>> Start Material for this task
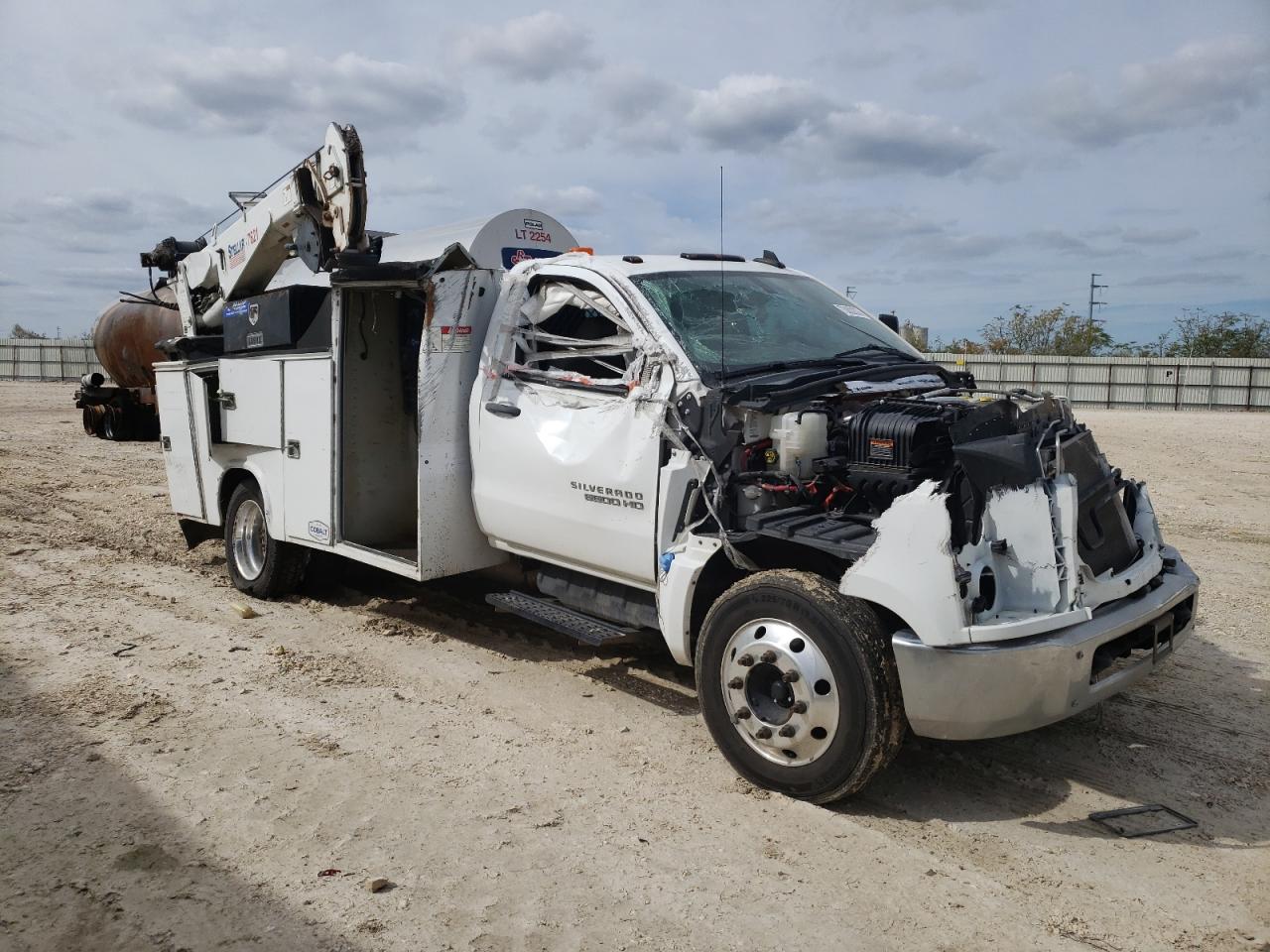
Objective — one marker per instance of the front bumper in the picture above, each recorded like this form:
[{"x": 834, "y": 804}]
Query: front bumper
[{"x": 987, "y": 690}]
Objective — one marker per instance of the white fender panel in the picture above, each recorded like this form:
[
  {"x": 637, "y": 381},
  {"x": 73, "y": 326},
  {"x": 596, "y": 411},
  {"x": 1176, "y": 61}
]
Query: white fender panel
[
  {"x": 910, "y": 567},
  {"x": 675, "y": 590}
]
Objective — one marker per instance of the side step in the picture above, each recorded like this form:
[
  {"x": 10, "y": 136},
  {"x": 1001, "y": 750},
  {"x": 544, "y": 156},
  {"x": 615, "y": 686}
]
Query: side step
[{"x": 553, "y": 615}]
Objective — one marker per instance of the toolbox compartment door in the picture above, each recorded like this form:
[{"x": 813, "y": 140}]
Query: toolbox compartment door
[
  {"x": 308, "y": 458},
  {"x": 250, "y": 400},
  {"x": 177, "y": 435}
]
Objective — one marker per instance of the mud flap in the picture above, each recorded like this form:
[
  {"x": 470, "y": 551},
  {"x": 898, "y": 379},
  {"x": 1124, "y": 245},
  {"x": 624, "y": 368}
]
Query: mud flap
[{"x": 195, "y": 532}]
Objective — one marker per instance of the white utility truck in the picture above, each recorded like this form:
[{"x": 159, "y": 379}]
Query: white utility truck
[{"x": 842, "y": 538}]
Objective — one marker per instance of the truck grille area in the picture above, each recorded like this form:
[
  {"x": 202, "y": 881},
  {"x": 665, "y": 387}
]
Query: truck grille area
>> End Material for this task
What the exercise asks – Copy the lines from the one containing "Objective — one marker per instance of the white utility" through the end of the items, reproducing them word for word.

Correct result –
Objective — one marker per instance of the white utility truck in the picture above, each recorded like this form:
[{"x": 159, "y": 379}]
Query: white utility truck
[{"x": 842, "y": 538}]
Objective — one marker per instance of the truck grille area in the picture above, each recorded like this form:
[
  {"x": 202, "y": 881},
  {"x": 665, "y": 387}
]
Query: truck grille area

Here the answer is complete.